EXTRACTED RECORDS Block Start

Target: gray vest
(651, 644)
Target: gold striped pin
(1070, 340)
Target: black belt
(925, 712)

EXTRACTED RECORDS Block End

■ WHAT YOU ARE ASKED TO DO:
Every line above must be repeated exactly as it appears.

■ THE ANSWER:
Target: gray vest
(651, 644)
Target: gold striped pin
(1070, 340)
Target: black belt
(925, 712)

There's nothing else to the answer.